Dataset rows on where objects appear
....................

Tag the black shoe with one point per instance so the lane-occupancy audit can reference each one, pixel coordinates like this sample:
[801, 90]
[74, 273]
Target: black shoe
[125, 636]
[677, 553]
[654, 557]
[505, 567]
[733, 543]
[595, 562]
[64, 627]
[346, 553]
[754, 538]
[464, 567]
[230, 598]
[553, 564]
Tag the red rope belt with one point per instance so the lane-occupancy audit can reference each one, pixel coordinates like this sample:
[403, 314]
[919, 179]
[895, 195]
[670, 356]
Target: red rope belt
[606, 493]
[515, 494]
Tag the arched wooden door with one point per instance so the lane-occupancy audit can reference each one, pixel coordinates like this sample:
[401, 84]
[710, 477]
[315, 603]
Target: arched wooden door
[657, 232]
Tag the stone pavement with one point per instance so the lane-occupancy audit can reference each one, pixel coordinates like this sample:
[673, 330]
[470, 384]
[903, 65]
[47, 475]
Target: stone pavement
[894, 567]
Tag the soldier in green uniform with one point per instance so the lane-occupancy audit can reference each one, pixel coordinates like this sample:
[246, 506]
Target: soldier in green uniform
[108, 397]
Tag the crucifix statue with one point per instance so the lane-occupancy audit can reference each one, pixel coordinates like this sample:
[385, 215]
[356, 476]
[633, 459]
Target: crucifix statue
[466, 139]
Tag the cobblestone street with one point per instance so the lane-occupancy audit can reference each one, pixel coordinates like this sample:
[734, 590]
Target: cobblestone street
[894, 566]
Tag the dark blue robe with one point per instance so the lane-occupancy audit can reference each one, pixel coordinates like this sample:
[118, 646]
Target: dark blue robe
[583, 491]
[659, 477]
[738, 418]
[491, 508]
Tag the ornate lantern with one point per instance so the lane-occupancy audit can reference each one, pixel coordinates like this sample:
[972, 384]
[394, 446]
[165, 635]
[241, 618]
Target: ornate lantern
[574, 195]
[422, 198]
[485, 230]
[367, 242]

....................

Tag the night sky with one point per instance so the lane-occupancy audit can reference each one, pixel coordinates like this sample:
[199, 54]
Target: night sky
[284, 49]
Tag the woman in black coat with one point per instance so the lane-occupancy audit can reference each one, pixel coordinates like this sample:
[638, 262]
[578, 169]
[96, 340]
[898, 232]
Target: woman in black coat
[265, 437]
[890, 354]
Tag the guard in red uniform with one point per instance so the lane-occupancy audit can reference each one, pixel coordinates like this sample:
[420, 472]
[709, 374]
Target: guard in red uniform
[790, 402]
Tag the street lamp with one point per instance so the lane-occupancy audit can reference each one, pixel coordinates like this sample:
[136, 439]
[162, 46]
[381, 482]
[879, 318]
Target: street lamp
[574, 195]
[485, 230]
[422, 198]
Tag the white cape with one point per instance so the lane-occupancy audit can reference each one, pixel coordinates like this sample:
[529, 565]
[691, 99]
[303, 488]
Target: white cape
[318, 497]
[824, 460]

....................

- [OBJECTIVE]:
List every line in the entries above that contains the word "arched".

- [WORKED SOLUTION]:
Tag the arched wooden door with one point per instance so the lane-occupancy audit can reference each one, pixel coordinates like this sample:
Target: arched wooden door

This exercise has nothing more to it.